Given text:
This case study explores how our services assisted a client operating in the travel and hospitality industry to optimize their AWS EKS (Elastic Kubernetes Service) infrastructure, resulting in a substantial 30% reduction in their monthly bill. By leveraging spot instances, selecting appropriate instance types, implementing failover mechanisms, configuring pod disruption budgets, enabling proper alerting, incorporating on-demand instances, and utilizing cluster overprovisioning, we were able to help our client achieve significant cost savings without compromising on performance or reliability.
Our client, a prominent player in the travel and hospitality industry, relied heavily on their AWS EKS cluster to support their critical applications and services. However, they faced challenges regarding cost optimization and ensuring high availability, which prompted them to seek our expertise.
The client's primary concerns revolved around the escalating costs associated with running their AWS EKS cluster. They were also keen on implementing robust failover mechanisms and maintaining a high level of availability to minimize service disruptions. The absence of proper alerting mechanisms for spot instance terminations further intensified their concerns.
To address the challenges faced by our client, we devised a comprehensive solution encompassing the following key elements:
Spot Instances and Instance Types:
We implemented AWS spot instances, which offer significant cost savings compared to on-demand instances. By carefully selecting the appropriate instance types based on the workload requirements, we maximized cost efficiency while ensuring optimal performance.
We implemented a failover strategy to enhance the cluster's resilience and minimize downtime. By distributing the workload across multiple nodes, we designed a failover mechanism that ensured at least three pods were running on distinct nodes at all times. This approach guaranteed redundancy and fault tolerance, safeguarding against single points of failure.
Pod Disruption Budget (PDB):
To further enhance the availability and stability of the cluster, we configured Pod Disruption Budgets for all the mission critical deployments. This feature provided fine-grained control over the number of pods that could be simultaneously disrupted during maintenance or spot instance terminations. By enforcing PDBs, we minimized service disruptions and improved overall cluster reliability.
We integrated alerting systems that sent real-time notifications to Slack channels whenever a spot instance termination event occurred. This proactive alerting mechanism allowed the operations team to analyze alerts on how frequently these instance types are terminating and take prompt action, such as changing the instance types based on the history of availability to handle sudden terminations.
While spot instances offer substantial cost savings, they come with a risk of sudden termination. To mitigate this risk and ensure uninterrupted operation of critical services, we added a minimum of 30% on-demand instances to the cluster. This hybrid approach provided a safety net by maintaining a guaranteed capacity to handle workload spikes or spot instance interruptions.
To further optimize the spot instance termination. We implemented cluster over-provisioner. This tools when configured a proper priority class in kubernetes. It setups a dummy deployment with a configurable capacity which reserves a pool of cpu and memory. So in case of any mission critical pods go down this cluster over-provisioner will supply the cpu and memory from its pool.

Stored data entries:
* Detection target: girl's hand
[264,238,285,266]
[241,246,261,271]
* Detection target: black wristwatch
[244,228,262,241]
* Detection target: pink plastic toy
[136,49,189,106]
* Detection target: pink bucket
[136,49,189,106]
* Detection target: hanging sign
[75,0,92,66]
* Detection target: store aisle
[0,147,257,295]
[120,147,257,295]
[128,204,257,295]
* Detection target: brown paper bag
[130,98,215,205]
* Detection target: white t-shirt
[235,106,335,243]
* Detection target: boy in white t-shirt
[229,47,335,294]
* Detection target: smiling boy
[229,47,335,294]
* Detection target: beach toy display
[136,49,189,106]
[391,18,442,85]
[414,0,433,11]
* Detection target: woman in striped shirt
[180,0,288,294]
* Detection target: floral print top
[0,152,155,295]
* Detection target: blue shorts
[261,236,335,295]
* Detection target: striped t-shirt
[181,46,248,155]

What is required: Set down, word for word, the part of the EKS cost case study that runs from "While spot instances" to "spot instance interruptions.". Work only from the case study text; leave the entries out of it.

Response area:
While spot instances offer substantial cost savings, they come with a risk of sudden termination. To mitigate this risk and ensure uninterrupted operation of critical services, we added a minimum of 30% on-demand instances to the cluster. This hybrid approach provided a safety net by maintaining a guaranteed capacity to handle workload spikes or spot instance interruptions.